EXERCISE PROMPT -
Output the records below verbatim, minus the pictures.

GIVEN RECORDS -
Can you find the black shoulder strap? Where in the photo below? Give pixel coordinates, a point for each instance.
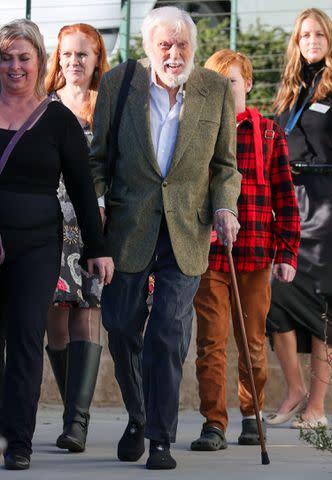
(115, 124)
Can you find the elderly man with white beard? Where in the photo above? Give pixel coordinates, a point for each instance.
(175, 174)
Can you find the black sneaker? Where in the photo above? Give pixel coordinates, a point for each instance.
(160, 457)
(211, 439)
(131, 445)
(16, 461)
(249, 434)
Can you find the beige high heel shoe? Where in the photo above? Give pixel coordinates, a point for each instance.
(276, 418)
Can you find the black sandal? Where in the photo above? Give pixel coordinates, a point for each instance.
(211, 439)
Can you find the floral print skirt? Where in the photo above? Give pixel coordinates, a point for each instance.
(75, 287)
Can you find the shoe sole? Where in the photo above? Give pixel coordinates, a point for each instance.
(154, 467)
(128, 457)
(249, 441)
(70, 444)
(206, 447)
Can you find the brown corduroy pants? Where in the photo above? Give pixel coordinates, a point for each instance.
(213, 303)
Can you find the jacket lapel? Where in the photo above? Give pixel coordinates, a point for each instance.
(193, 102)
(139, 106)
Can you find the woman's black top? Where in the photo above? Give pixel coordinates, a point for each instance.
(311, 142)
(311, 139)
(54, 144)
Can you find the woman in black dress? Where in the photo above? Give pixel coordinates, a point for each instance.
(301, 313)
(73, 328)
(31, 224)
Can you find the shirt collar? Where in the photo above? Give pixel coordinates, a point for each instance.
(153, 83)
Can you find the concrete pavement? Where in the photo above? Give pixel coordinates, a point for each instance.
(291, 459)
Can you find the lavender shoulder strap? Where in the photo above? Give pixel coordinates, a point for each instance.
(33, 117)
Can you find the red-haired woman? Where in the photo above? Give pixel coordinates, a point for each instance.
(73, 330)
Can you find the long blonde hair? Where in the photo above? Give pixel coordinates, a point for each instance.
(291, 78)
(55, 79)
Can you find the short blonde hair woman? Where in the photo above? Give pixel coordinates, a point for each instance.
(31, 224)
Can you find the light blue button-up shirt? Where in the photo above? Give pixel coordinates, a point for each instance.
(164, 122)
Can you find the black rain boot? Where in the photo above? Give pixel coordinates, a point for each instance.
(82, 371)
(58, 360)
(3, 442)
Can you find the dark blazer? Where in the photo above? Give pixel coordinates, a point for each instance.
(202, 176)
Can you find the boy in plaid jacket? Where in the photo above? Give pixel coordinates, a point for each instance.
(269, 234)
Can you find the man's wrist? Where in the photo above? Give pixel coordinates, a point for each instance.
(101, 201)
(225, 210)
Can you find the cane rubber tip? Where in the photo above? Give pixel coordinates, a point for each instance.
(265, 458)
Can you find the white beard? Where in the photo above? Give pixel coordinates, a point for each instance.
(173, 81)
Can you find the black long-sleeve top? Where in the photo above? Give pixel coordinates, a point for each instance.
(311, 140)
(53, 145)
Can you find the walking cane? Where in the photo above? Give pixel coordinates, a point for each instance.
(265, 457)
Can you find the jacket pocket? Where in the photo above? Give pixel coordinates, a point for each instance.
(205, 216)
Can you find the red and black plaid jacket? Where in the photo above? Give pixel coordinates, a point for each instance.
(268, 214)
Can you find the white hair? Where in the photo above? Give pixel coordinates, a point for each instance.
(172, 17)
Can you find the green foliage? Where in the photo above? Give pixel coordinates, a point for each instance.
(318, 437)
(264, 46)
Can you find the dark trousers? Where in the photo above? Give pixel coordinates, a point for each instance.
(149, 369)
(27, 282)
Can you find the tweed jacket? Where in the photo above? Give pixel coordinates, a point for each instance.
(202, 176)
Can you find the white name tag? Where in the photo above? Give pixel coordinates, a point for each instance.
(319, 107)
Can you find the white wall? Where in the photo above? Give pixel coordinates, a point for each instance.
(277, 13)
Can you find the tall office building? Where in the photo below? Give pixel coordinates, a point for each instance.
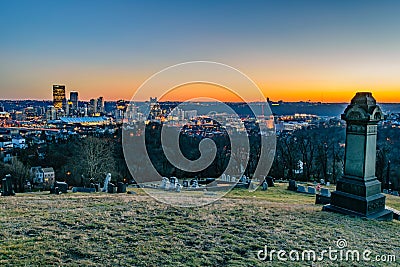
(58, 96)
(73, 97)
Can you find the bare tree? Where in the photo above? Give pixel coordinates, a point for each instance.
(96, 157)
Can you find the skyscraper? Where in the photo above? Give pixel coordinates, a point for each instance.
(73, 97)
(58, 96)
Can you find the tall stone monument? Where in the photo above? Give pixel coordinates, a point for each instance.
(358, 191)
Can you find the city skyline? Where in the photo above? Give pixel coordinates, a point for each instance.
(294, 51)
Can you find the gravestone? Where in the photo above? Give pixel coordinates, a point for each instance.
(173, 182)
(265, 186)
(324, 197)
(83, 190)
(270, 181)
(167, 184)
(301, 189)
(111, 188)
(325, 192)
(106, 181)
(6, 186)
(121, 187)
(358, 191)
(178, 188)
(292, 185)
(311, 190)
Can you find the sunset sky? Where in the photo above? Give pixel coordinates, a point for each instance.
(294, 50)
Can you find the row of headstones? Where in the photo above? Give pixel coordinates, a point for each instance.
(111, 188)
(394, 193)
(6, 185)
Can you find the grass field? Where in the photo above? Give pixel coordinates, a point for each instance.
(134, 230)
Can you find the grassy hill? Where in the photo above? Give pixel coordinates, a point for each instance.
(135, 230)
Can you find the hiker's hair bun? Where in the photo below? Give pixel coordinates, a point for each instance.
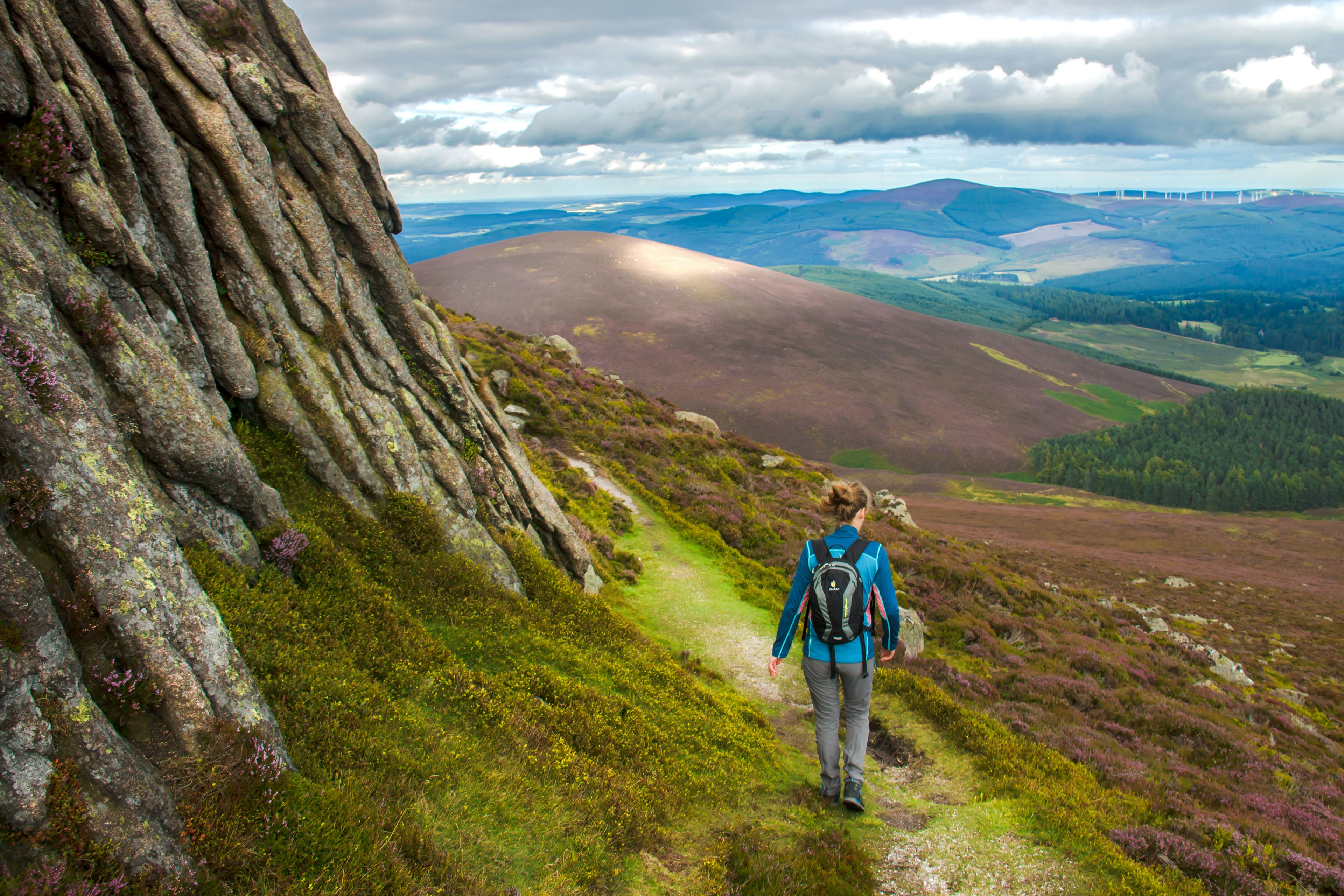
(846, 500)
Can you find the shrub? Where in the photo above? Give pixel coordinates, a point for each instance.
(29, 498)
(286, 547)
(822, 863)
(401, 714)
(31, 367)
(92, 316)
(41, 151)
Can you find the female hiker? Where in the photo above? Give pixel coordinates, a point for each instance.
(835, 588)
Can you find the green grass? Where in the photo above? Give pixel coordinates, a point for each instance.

EXPECTED ANSWER -
Can you find the black shoulder strap? Where in the photo below? Give pixel coordinates, a point for each instance.
(115, 124)
Can you find the elderly man with white beard? Where in the photo above? Give pixel coordinates, a point for each instance.
(175, 174)
Can you find the black sneaker? Where in the photo above? Give pixel coordinates, a point for each instance.
(160, 457)
(211, 439)
(131, 445)
(16, 461)
(249, 434)
Can you find the beige high heel shoe? Where in the photo above? Give pixel coordinates, a point for each instance.
(276, 418)
Can you find the black sandal? Where in the photo above? Give pixel coordinates, a point for each instance.
(211, 439)
Can you find the floral print skirt? Where in the photo above? Give pixel coordinates, a point for each instance.
(75, 287)
Can you find the shoe sole? Where in the photo above? Give pixel coordinates, a point for each instance.
(154, 467)
(128, 457)
(249, 441)
(70, 444)
(206, 447)
Can you find the brown corduroy pants? Where in the photo above? Give pixel coordinates, a point for each instance.
(213, 303)
Can you find the jacket lapel? Where in the photo above? Give pixel coordinates, a point for each instance.
(193, 102)
(139, 106)
Can you find the woman's black top? Where in the photo above? Give pixel coordinates, a point for each instance.
(311, 142)
(311, 139)
(54, 144)
Can you find the woman in black dress? Where in the photo above? Give pixel coordinates, a point for each instance.
(301, 313)
(73, 328)
(31, 224)
Can you find the shirt collar? Where in the photo above? Give pixel coordinates, a point for each instance.
(153, 83)
Can you find the concrete pavement? Where in the photo above? Give pixel coordinates, a point for each instance.
(291, 459)
Can you find the lavender shoulder strap? Where in the photo above? Give pixel coordinates, a point for each instance.
(33, 117)
Can you find the red-haired woman? Where in the photo above? Give pixel coordinates, a point for each instance.
(73, 330)
Can you find the long blonde hair? Where in the photo above? Give pixel coordinates, a point for each instance.
(291, 78)
(55, 79)
Can you find the short blonde hair woman? Where in the photo above? Give pixel coordinates, a point for each instance.
(31, 224)
Can you find the light blue button-up shirt? Where in the photo above? Give pixel coordinates, a point for each instance.
(164, 122)
Can you find the black rain boot? Where in the photo above? Give pixel coordinates, a point for each instance.
(82, 371)
(58, 360)
(3, 442)
Can you find the dark blazer? Where in the photo above? Give pixel coordinates, a point for each instance.
(202, 176)
Can you find the boy in plaid jacket? Where in the photo above? Give pixel coordinates, a point for each instance.
(269, 234)
Can you find the man's wrist? Where in the photo above? Give pixel coordinates, a point for each instance.
(101, 201)
(225, 210)
Can you find the cane rubber tip? Where in the photo above? Give pixel coordinates, a point for each instance.
(265, 458)
Can you find the white beard? Where in the photo above? Give pixel coordinates, a point for each instance.
(173, 81)
Can you find the black long-sleeve top? Where in the photo above? Give pixel coordinates, a point for each instance.
(311, 140)
(53, 145)
Can you find the walking cane? Where in the photo above? Give pixel coordinates, a point for each instance.
(265, 457)
Can you find the jacket pocket? Where in the photo above? Give pixel coordinates, a point for each instance.
(205, 216)
Can you find the red and black plaid jacket? Where in the photo above? Give pixel coordinates, a point for each instance.
(268, 214)
Can you find the white hair? Where in the photo above? Give pixel coordinates, a point for each instance.
(172, 17)
Can you find the green foliage? Where in the photo above? Give pixel coordinates, a point for each instance.
(318, 437)
(264, 46)
Can you find the dark trousers? Where in the photo above? Give pixel coordinates, a point for each instance.
(149, 369)
(27, 282)
Can you find the tweed jacket? Where in the photo above? Give pixel coordinates, a point for each instance.
(202, 176)
Can you find the white name tag? Where in the photo above? Give pixel coordinates, a point for each instance.
(319, 107)
Can you find the white wall? Where in the photo above? Give pixel coordinates, a point for each instance.
(277, 13)
Can you find the tall office building? Where in the photo below? Give pixel coordinates, a point for each instance.
(58, 96)
(73, 97)
Can you find the bare tree? Where in the photo above? Give pixel coordinates, a point for each instance.
(96, 157)
Can you find the skyscraper? Where in the photo above? Give pixel coordinates, a point for each instance.
(73, 97)
(58, 96)
Can you find the tall stone monument? Where in the photo above? Give pixel coordinates, a point for each instance.
(358, 191)
Can you find the city skyline? Where in the photo above? Give pixel coordinates, a point for each instance.
(294, 51)
Can you find the gravestone? Where in the photo above? Give pixel coordinates, a point for each instance.
(173, 182)
(265, 186)
(324, 197)
(83, 190)
(270, 181)
(167, 184)
(301, 189)
(111, 188)
(325, 192)
(106, 181)
(6, 186)
(121, 187)
(358, 191)
(178, 188)
(292, 185)
(311, 190)
Can you find the sunset sky? Where in the photo above? Give pixel coordinates, a point for each instance.
(294, 50)
Can you find the row of headstones? Where in the photo above? Give pixel coordinates, a point for each instance.
(111, 188)
(394, 193)
(6, 185)
Can you find the grass field? Where in the photo above? Give pixel coordinates, a point for each instance.
(134, 230)
Can you find the grassy hill? Where in the photo above? Give pixel coordinates, a point for each instance.
(135, 230)
Can you find the hiker's hair bun? Where in the photo below? Give pixel coordinates, a point for each instance.
(846, 500)
Can you find the shrub? Where in the photo above? Give pixel coordinates, a point for each instance.
(29, 498)
(286, 547)
(822, 863)
(401, 714)
(31, 367)
(92, 316)
(41, 151)
Can you find the female hiker? Where in the photo above? Give pixel coordinates, a point for each instance.
(835, 588)
Can you find the green grass? Where in the photo above? Give pixel coordinates, a point for each instance.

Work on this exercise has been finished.